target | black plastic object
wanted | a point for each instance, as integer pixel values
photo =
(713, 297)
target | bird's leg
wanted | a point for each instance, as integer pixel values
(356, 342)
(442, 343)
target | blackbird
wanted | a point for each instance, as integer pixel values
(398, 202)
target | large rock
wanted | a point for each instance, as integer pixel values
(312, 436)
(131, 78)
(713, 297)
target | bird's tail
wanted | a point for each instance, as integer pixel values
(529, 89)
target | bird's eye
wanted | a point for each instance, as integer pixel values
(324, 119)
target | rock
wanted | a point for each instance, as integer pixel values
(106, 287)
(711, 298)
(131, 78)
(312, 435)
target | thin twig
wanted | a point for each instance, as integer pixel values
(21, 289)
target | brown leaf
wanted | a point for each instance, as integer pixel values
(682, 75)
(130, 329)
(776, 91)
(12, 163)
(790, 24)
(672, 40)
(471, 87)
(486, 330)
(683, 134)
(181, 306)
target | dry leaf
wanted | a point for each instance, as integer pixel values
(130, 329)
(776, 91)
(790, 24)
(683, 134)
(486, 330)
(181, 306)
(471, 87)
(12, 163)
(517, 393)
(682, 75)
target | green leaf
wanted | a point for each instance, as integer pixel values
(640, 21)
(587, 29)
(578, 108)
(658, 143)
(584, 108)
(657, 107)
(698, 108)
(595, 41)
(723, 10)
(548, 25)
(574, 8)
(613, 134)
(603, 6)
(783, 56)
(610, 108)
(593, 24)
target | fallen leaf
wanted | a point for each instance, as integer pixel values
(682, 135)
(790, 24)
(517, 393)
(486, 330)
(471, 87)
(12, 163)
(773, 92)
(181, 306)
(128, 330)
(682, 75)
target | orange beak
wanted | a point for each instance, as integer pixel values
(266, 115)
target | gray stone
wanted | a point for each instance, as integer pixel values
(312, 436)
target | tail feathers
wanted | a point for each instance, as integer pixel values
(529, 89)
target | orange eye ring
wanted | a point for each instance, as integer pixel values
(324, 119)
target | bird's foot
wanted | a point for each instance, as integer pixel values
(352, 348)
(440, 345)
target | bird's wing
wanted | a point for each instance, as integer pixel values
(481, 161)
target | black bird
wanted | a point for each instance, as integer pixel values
______
=== How to complete this task ===
Please retype the data exactly as it stands, from its first line down to the line that contains "target | bird's tail", then stop.

=== Solution for this task ===
target | black plastic object
wanted | a point for each instance, as integer pixel values
photo =
(713, 297)
target | bird's leg
wanted | a point for each instance, as integer pixel values
(356, 342)
(442, 343)
target | blackbird
wanted | a point for each instance, as integer pixel values
(398, 202)
target | large rock
wanted | a point for each instance, as integer pixel values
(312, 436)
(131, 78)
(713, 297)
target | bird's tail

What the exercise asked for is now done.